**Quoted passage:**
# Winged Vase— start and build



## David Hill (Aug 30, 2020)

It’s hot!! And too quiet hereabouts...
Got the shop cleaned and some rearranging- (well 50% of what I want to do) did I say hot?
Anyway during the facelift, this one piece of wood kept “showing up” so the urge to do something finally won.
At first, didn’t know the species, but once I started— it’s Ash , big leaf I think.
The first set of pics show the shape— just says _winged vase _to me. Initially was going to use a small faceplate on the top to make it easy to shape a tenon— but no go! Could not center the future bottom the way I wanted, so went to a drive spur.
Here’s the start:

Reactions: Like 3 | Way Cool 3


----------



## David Hill (Aug 30, 2020)

Here’s what it looks like after a session with my roughing gouge. The shape is coming along nicely. It’ll have some bark/natural edge—I like it. Got the tenon done too, so when I get back to it in couple of days can start hollowing.

Reactions: Like 1 | Way Cool 7


----------



## trc65 (Aug 30, 2020)




----------



## Wildthings (Aug 30, 2020)

Yes it's hot. at 11:00 am this morning it was 94° but feel like was 114° geeeesshhh!

Reactions: Sincere 1


----------



## David Hill (Aug 30, 2020)

Wildthings said:


> Yes it's hot. at 11:00 am this morning it was 94° but feel like was 114° geeeesshhh!



105 around here today— didn’t lookup “real feel”—hot is hot!!

Reactions: Agree 1


----------



## T. Ben (Aug 31, 2020)

100’s Why would anyone WANT to live in Texas? Two days this week it’s supposed to be in the 80’s rest is 70’s for highs and 60’s and 50’s for lows.

Reactions: Like 1 | Agree 1


----------



## Tony (Aug 31, 2020)

T. Ben said:


> 100’s Why would anyone WANT to live in Texas? Two days this week it’s supposed to be in the 80’s rest is 70’s for highs and 60’s and 50’s for lows.


50's and 60's? Who wants to live in that???? It was 106 here yesterday!

Reactions: Funny 1


----------



## T. Ben (Aug 31, 2020)

Tony said:


> 50's and 60's? Who wants to live in that???? It was 106 here yesterday!


106 those are the temps that got me to move back to MN from AZ. In a couple months the temps will be more to my liking.


----------



## woodtickgreg (Aug 31, 2020)



Reactions: Agree 1


----------



## Mike Hill (Aug 31, 2020)

Tony said:


> 50's and 60's? Who wants to live in that???? It was 106 here yesterday!

**Written task:** Reproduce the part of the winged vase thread starting with "Here’s what it" and going on through "trc65 (Aug 30, 2020)". The data after the winged vase thread is not needed for this.

[Entries drawn from a collection]
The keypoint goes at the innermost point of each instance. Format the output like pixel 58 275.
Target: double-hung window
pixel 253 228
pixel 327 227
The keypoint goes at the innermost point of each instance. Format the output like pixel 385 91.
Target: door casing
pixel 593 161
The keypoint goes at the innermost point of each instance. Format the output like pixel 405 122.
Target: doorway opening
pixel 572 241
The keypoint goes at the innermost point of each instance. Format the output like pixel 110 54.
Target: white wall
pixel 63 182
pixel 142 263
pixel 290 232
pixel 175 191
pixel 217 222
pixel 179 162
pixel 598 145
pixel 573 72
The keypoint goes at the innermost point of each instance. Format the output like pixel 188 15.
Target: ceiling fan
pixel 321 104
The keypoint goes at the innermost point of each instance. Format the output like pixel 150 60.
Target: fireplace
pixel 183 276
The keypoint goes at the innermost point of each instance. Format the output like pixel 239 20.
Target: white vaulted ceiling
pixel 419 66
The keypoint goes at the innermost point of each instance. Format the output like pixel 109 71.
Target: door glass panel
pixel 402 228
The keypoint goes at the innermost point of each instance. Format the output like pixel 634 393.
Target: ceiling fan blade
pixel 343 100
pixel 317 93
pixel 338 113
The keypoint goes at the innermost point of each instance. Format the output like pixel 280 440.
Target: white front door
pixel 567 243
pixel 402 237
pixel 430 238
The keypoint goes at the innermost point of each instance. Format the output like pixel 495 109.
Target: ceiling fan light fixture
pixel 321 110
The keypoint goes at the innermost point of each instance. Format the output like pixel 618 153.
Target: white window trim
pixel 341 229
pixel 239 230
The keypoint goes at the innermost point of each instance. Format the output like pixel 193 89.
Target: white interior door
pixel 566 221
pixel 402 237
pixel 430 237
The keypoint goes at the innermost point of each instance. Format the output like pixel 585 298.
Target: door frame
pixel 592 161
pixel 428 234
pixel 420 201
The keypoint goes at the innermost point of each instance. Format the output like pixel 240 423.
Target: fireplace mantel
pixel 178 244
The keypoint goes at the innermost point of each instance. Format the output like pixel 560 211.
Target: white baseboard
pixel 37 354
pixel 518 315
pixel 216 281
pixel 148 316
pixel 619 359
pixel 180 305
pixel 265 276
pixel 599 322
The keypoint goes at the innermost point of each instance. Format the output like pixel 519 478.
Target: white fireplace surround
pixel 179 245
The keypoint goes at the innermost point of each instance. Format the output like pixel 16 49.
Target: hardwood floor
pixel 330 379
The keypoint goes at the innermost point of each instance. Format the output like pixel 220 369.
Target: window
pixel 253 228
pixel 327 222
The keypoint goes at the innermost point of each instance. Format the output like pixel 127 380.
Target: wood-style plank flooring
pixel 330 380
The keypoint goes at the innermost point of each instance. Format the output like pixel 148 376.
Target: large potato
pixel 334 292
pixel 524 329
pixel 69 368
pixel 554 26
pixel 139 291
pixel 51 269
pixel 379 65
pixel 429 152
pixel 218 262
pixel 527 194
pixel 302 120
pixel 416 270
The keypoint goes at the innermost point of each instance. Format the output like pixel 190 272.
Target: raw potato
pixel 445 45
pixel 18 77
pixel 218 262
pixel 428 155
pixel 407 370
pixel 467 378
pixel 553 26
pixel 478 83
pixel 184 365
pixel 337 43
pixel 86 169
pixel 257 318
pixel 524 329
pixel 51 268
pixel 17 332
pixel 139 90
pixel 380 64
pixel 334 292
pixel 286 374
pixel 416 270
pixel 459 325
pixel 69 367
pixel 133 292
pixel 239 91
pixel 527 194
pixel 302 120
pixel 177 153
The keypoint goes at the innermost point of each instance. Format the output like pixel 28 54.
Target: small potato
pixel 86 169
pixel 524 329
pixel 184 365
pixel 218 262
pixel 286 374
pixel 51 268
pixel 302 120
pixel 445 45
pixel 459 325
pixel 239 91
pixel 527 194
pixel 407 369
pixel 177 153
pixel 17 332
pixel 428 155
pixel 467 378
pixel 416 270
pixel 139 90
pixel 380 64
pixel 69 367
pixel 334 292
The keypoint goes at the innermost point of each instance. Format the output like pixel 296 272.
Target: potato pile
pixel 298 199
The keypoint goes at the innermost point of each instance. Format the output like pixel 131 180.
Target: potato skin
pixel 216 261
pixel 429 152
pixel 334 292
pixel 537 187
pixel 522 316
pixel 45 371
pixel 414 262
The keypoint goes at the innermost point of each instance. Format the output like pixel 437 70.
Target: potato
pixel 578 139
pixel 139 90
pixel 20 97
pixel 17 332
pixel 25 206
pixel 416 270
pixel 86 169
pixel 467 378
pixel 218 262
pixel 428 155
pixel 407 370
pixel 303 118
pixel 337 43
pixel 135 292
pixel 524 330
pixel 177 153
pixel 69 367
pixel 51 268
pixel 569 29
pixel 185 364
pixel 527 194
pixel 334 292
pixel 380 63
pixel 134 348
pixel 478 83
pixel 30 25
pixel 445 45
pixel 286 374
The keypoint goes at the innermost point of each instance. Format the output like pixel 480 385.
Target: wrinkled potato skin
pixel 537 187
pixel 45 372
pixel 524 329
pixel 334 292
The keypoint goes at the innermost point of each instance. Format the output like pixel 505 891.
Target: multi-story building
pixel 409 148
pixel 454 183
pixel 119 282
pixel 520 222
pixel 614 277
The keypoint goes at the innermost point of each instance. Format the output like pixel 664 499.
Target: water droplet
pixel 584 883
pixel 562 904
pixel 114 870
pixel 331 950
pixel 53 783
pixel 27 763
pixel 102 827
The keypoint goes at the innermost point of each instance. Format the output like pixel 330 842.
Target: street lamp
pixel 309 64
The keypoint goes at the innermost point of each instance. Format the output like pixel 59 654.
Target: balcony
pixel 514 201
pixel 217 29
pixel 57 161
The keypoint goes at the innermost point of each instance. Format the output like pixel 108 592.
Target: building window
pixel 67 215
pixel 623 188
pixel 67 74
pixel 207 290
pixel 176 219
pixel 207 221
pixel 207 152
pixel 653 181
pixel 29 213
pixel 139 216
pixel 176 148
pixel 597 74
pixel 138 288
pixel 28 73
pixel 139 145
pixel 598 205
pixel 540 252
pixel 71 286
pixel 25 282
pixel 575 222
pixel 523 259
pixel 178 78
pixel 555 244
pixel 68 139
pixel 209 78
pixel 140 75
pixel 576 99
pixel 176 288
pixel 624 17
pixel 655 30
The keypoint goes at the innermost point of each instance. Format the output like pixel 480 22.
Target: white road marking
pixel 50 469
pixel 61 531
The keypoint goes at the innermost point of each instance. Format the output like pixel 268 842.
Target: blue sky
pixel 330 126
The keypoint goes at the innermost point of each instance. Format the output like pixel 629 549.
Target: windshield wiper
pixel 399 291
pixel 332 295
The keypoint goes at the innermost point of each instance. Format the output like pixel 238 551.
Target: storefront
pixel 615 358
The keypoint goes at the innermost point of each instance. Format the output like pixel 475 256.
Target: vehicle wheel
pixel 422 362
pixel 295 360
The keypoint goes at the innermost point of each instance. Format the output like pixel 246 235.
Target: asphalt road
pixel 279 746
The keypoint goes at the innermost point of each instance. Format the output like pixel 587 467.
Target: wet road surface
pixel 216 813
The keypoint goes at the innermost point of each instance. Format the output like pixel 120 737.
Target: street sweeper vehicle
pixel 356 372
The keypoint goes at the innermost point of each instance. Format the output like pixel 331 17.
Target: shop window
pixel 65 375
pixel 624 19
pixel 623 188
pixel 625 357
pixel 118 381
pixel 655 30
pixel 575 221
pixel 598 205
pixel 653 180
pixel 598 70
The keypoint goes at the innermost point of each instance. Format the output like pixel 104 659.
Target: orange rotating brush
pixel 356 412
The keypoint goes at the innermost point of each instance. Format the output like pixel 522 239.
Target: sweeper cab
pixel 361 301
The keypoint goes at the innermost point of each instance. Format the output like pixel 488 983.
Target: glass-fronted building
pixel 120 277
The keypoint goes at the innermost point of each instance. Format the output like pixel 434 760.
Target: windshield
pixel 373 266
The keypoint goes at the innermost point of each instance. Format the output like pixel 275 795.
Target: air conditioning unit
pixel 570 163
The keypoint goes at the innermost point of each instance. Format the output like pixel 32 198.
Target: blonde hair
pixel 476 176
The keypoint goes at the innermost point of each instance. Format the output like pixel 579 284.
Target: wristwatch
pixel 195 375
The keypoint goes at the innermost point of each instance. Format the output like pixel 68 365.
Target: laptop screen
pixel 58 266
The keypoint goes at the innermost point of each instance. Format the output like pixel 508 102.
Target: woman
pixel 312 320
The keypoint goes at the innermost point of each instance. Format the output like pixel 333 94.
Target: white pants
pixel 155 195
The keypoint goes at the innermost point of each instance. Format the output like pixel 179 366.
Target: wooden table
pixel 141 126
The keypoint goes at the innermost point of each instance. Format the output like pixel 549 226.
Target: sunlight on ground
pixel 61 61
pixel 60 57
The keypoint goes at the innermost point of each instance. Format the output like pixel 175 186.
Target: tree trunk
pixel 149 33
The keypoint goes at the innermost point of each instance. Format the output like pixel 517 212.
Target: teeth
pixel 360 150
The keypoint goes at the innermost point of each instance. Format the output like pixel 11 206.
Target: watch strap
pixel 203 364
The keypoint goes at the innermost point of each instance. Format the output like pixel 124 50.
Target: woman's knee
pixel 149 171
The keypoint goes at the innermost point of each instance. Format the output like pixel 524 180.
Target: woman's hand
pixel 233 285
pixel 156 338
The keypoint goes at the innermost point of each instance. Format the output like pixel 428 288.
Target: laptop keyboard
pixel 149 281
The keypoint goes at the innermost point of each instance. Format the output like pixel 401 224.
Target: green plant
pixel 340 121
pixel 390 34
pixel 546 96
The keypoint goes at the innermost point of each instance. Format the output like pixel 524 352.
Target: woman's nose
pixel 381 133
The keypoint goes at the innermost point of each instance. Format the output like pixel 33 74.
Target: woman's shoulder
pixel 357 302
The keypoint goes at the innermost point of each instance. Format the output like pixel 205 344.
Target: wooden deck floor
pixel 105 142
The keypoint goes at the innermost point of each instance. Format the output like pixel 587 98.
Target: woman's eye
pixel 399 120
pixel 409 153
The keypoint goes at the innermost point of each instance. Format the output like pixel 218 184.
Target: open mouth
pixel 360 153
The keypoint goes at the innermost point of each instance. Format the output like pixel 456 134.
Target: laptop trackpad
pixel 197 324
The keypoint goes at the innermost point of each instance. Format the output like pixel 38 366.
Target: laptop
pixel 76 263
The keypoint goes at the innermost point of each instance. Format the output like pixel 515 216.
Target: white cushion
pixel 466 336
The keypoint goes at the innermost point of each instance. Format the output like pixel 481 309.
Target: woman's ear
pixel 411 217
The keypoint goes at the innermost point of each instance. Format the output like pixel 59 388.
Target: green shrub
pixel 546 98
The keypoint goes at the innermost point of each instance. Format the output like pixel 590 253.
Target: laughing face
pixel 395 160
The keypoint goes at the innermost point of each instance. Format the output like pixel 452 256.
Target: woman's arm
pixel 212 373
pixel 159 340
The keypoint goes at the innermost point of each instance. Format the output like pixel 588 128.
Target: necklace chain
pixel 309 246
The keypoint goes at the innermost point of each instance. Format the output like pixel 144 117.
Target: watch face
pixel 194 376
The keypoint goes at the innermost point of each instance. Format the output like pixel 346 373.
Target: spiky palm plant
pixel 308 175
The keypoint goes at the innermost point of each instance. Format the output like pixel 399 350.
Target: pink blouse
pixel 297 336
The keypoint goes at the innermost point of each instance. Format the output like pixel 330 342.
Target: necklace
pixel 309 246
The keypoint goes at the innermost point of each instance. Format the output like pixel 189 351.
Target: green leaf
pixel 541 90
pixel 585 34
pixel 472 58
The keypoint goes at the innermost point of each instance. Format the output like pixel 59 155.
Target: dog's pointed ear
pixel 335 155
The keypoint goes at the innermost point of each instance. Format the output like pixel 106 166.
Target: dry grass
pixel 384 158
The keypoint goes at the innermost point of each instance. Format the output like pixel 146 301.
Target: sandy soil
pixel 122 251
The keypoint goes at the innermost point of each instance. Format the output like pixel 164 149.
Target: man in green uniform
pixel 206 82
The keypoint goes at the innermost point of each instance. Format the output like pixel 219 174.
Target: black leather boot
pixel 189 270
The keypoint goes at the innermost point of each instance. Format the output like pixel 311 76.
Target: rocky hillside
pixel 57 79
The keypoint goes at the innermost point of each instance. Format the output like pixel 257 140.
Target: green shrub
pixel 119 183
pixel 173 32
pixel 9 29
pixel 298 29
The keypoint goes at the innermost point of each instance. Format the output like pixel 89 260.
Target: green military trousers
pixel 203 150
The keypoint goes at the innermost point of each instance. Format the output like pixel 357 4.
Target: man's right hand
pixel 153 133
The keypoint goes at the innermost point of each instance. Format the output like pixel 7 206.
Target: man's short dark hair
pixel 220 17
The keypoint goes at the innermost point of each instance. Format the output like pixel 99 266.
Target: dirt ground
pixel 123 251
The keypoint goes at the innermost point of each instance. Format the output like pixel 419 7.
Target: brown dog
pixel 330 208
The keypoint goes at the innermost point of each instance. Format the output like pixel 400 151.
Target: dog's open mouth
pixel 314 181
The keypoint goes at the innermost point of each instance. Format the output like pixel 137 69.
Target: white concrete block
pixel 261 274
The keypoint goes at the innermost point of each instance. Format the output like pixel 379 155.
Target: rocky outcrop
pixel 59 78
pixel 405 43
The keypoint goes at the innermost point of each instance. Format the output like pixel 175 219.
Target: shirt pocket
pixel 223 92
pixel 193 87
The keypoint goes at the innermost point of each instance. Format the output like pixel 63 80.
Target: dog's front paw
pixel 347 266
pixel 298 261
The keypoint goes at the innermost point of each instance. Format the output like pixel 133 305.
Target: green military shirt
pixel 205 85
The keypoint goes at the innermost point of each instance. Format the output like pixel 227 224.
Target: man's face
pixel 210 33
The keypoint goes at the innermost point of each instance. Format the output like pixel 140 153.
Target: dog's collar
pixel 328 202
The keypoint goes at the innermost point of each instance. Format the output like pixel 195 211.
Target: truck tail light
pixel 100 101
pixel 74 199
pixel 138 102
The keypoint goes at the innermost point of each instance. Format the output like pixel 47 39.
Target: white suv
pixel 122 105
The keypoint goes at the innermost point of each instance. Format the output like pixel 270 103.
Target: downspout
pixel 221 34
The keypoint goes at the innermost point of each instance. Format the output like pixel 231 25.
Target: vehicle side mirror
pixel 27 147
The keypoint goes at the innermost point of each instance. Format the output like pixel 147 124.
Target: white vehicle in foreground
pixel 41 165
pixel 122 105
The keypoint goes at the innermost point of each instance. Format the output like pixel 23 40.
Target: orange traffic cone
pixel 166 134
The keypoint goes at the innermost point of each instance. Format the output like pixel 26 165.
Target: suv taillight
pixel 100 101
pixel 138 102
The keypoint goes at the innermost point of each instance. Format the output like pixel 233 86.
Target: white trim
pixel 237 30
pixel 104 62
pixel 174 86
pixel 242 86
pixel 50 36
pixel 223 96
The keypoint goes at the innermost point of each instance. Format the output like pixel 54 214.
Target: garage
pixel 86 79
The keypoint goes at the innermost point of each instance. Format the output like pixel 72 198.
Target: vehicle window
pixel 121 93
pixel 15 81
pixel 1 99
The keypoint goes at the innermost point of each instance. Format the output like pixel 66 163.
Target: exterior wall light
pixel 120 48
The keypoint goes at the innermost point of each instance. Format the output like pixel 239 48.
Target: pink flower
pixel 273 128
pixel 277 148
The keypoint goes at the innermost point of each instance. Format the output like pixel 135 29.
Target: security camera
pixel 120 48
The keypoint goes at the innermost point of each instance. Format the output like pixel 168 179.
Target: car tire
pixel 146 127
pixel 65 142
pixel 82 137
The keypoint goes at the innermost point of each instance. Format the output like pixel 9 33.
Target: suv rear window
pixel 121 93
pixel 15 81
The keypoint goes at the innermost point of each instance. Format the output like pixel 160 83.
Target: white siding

**The result:**
Here’s what it looks like after a session with my roughing gouge. The shape is coming along nicely. It’ll have some bark/natural edge—I like it. Got the tenon done too, so when I get back to it in couple of days can start hollowing.

Reactions: Like 1 | Way Cool 7


----------



## trc65 (Aug 30, 2020)